_WORK TASK_
Lines from the one containing "Compliance check: the snow" through the end of the entries below: set them down exactly, both ends included, with nothing added.

_DATA SUPPLIED_

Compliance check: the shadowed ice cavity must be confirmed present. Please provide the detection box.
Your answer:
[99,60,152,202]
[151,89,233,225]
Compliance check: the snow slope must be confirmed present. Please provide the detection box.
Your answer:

_REPLY_
Compliance check: the snow slope must be confirmed present. Please provide the detection box.
Your answer:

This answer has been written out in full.